Task details
Could you transcribe the material below exactly, without leaving out a single line?
-- Start of Records shown --
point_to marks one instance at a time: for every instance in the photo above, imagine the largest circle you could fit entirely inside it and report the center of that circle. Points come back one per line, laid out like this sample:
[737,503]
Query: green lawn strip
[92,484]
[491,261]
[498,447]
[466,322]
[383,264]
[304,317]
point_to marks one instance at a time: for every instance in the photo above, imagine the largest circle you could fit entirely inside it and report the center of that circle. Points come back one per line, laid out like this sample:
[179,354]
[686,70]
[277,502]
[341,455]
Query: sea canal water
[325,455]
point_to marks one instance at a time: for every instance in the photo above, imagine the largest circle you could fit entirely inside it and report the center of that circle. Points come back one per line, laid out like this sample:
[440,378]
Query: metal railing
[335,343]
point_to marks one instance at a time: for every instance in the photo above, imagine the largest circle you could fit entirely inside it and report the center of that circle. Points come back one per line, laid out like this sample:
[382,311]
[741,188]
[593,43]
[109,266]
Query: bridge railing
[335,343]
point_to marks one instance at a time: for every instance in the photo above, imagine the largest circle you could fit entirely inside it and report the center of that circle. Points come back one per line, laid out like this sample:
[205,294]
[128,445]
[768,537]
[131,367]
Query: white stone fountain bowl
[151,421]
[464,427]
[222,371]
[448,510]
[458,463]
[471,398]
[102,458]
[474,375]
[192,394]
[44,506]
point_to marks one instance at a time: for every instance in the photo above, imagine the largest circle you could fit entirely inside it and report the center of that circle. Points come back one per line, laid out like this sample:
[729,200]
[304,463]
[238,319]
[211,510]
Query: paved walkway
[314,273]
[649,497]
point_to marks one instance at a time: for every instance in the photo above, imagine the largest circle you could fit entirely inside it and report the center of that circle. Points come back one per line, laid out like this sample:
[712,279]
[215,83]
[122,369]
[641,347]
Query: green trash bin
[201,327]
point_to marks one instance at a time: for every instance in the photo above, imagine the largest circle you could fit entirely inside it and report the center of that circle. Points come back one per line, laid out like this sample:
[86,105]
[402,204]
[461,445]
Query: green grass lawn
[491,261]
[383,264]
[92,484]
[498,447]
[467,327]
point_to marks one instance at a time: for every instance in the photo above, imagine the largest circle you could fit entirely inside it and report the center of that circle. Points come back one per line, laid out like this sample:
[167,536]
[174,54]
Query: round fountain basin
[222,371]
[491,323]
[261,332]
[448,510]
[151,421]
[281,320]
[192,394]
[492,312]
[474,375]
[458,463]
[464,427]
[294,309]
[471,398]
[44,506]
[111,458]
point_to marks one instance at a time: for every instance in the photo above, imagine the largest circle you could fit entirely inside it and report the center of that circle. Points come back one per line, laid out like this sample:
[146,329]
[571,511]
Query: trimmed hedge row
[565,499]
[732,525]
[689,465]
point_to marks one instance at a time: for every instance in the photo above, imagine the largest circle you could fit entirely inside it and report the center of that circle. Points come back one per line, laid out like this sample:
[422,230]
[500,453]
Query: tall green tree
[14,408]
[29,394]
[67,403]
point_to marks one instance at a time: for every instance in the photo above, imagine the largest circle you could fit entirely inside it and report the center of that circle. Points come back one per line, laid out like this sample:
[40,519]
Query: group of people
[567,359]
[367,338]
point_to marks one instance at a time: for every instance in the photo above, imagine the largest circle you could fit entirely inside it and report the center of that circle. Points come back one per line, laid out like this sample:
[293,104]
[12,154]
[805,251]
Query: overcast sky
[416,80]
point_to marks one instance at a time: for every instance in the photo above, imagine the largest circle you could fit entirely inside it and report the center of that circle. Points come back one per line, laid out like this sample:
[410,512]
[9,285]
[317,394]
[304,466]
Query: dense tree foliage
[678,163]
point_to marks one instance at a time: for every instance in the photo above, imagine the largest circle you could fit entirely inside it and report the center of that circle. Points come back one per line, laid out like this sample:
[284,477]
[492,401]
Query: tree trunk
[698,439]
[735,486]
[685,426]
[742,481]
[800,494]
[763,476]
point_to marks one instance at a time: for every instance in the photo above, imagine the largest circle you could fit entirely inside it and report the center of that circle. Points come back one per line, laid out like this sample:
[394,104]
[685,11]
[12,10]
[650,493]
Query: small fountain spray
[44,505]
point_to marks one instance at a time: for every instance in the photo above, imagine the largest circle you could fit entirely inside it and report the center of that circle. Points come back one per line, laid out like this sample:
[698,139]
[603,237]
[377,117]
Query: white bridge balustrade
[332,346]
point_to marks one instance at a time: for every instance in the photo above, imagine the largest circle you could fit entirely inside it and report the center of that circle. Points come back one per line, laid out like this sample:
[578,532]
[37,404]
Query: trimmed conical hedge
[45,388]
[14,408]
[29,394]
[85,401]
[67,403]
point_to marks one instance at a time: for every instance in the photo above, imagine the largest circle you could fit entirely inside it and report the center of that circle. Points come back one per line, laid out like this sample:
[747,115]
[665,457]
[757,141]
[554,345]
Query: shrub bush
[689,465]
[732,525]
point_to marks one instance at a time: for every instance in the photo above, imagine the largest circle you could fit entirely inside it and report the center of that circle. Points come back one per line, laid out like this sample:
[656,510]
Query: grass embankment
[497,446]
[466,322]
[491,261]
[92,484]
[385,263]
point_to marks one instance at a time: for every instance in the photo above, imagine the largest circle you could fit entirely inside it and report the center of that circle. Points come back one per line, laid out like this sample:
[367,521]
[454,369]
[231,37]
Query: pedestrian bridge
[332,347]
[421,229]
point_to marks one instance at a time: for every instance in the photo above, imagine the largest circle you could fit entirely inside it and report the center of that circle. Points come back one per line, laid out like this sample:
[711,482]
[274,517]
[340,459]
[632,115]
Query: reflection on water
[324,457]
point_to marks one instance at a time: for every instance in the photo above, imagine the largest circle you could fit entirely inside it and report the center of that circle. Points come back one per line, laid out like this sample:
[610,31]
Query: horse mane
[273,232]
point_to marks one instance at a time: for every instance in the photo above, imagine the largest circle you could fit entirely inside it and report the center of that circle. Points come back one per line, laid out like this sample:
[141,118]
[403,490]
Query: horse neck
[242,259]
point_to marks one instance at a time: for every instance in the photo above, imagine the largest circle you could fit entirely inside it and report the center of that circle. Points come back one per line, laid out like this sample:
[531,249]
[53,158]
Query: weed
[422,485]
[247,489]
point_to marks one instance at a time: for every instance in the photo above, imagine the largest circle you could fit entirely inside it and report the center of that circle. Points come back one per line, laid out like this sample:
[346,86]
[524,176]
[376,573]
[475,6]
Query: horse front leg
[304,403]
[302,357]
-- End of Records shown --
Exercise solution
point_to marks one instance at a time: for every instance in the photo above, imagine the largest circle you could fit entirely inside it and report the center of that circle. Points come back one per line, laid out like this sample:
[737,503]
Query: green lawn strip
[92,484]
[491,261]
[498,447]
[466,322]
[383,264]
[304,317]
point_to marks one instance at a time: for every instance in the photo above, imagine the largest circle you could fit entirely inside it and report the center of that circle. Points come back one per line, laid out like this sample:
[179,354]
[686,70]
[277,502]
[341,455]
Query: sea canal water
[325,455]
point_to marks one instance at a time: for every instance in the photo above, imagine the largest circle you could fit entirely inside it and report the center of that circle. Points come back one per line, laid out like this sample:
[440,378]
Query: metal railing
[335,343]
point_to marks one instance at a time: for every instance in the photo above, imagine the largest circle you could fit entirely inside it and report the center of that circle. Points come back one per line, laid out like this sample:
[382,311]
[741,188]
[593,43]
[109,266]
Query: bridge railing
[335,343]
point_to marks one instance at a time: for every instance in the photo above, imagine the largest circle you could fit entirely inside it and report the center of that circle. Points come back one per line, laid out like this sample:
[205,294]
[128,445]
[768,537]
[131,367]
Query: white stone fountain bowl
[151,421]
[464,427]
[222,371]
[448,510]
[458,463]
[471,398]
[102,458]
[474,375]
[192,394]
[44,506]
point_to marks one instance at a time: for every instance in the photo above, imagine the largest circle you could fit entirely inside it and report the center of that circle. Points come back one per line, laid out like this sample:
[729,200]
[304,463]
[238,319]
[211,510]
Query: paved walkway
[314,273]
[649,497]
point_to marks one instance at a time: for every instance in the photo above, imagine the largest circle you could fit entirely inside it and report the center of that circle. Points come back one per line, laid out like this sample:
[712,279]
[215,83]
[122,369]
[641,347]
Query: green trash bin
[201,327]
point_to marks one instance at a time: for every instance in the photo above, imagine the largest circle you could fit entirely inside it and report the center of that circle. Points come back one per line, laid out like this sample:
[86,105]
[402,204]
[461,445]
Query: green grass lawn
[491,261]
[383,264]
[92,484]
[498,447]
[467,327]
point_to marks one instance at a time: for every instance in the photo above, imagine the largest circle you could fit entirely inside it and report the center of that circle. Points come back one per line, laid out like this sample:
[167,536]
[174,54]
Query: round fountain basin
[222,371]
[491,323]
[261,332]
[448,510]
[151,421]
[281,320]
[192,394]
[492,312]
[474,375]
[458,463]
[464,427]
[294,309]
[471,398]
[44,506]
[111,458]
point_to marks one instance at a time: for every instance in the photo above, imagine the largest circle you could fit entirely inside it and report the center of that circle. Points come back one per line, laid out like this sample:
[146,329]
[571,511]
Query: trimmed hedge row
[565,499]
[732,525]
[689,465]
point_to marks one instance at a time: for every instance in the photo above, imagine the largest circle you could fit entirely inside it and report the center of that circle. Points come back one per line, laid out like this sample:
[422,230]
[500,453]
Query: tall green tree
[14,408]
[29,394]
[67,403]
point_to marks one instance at a time: for every instance in the photo above, imagine the largest circle you could fit entirely inside it and report the center of that circle. Points come back one per line, laid out like this sample:
[40,519]
Query: group of people
[567,359]
[367,338]
point_to marks one instance at a time: for every instance in the photo above, imagine the largest circle you could fit entirely inside it and report the center of that circle. Points come back one per line, laid out like this sample:
[293,104]
[12,154]
[805,251]
Query: overcast sky
[416,80]
point_to marks one instance at a time: for every instance in the photo above, imagine the largest circle you could fit entirely inside it and report the center of that circle. Points come back one per line, laid out like this sample:
[410,512]
[9,285]
[317,394]
[304,466]
Query: dense tree foliage
[678,163]
point_to marks one instance at a time: for every instance in the photo above, imagine the largest circle you could fit entirely inside it and report the center of that circle. Points come back one per line, laid out like this sample:
[284,477]
[492,401]
Query: tree trunk
[698,439]
[735,486]
[685,426]
[742,481]
[800,494]
[763,476]
point_to marks one instance at a time: for every instance in the photo above, imagine the largest circle you could fit entirely inside it and report the center of that circle. Points come back one per line, laid out like this sample:
[394,104]
[685,11]
[12,10]
[650,493]
Query: small fountain spray
[44,505]
point_to marks one instance at a time: for every instance in the photo above, imagine the largest circle you could fit entirely inside it and report the center of that circle. Points come back one per line, laid out like this sample:
[698,139]
[603,237]
[377,117]
Query: white bridge balustrade
[332,346]
point_to marks one instance at a time: for every instance in the photo above, imagine the largest circle you could fit entirely inside it and report the center of that circle. Points come back one per line, laid out like this sample:
[578,532]
[37,404]
Query: trimmed conical hedge
[45,388]
[14,408]
[29,394]
[85,401]
[67,403]
point_to marks one instance at a time: for every instance in the photo above, imagine the largest circle you could fit entirely inside it and report the center of that circle. Points come back one per line, laid out like this sample:
[747,115]
[665,457]
[757,141]
[554,345]
Query: shrub bush
[689,465]
[732,525]
point_to marks one instance at a time: for every instance in the photo above, imagine the largest circle you could fit entirely inside it and report the center of that circle. Points come back one per line, laid out like this sample:
[656,510]
Query: grass embankment
[497,446]
[466,322]
[491,261]
[92,484]
[385,263]
point_to marks one instance at a time: for every instance in the photo above, imagine the largest circle you could fit entirely inside it and report the center of that circle. Points come back one per line, laid out like this sample:
[367,521]
[454,369]
[231,37]
Query: pedestrian bridge
[332,347]
[421,229]
point_to marks one instance at a time: for every instance in the photo above, imagine the largest circle you could fit entirely inside it and report the center of that circle. Points come back one per line, laid out like this sample:
[711,482]
[274,517]
[340,459]
[632,115]
Query: reflection on water
[324,457]
point_to marks one instance at a time: for every instance in the photo above, imagine the largest circle you could fit entirely inside it and report the center of that circle. Points come back one per line, laid out like this sample:
[610,31]
Query: horse mane
[273,232]
point_to marks one instance at a time: for every instance in the photo above, imagine the largest circle you could fit entirely inside it and report the center of that circle. Points come back one per line, laid out like this sample:
[141,118]
[403,490]
Query: horse neck
[242,259]
point_to marks one instance at a time: for every instance in the photo above, imagine the largest circle you could fit entirely inside it and report the center of that circle. Points come back one per line, laid out like this sample:
[531,249]
[53,158]
Query: weed
[422,485]
[247,489]
point_to marks one instance at a time: for every instance in the photo above, imagine the largest circle you could fit entirely inside it and report the center of that circle. Points come back one per line, laid out like this sample:
[346,86]
[524,176]
[376,573]
[475,6]
Query: horse front leg
[304,403]
[302,357]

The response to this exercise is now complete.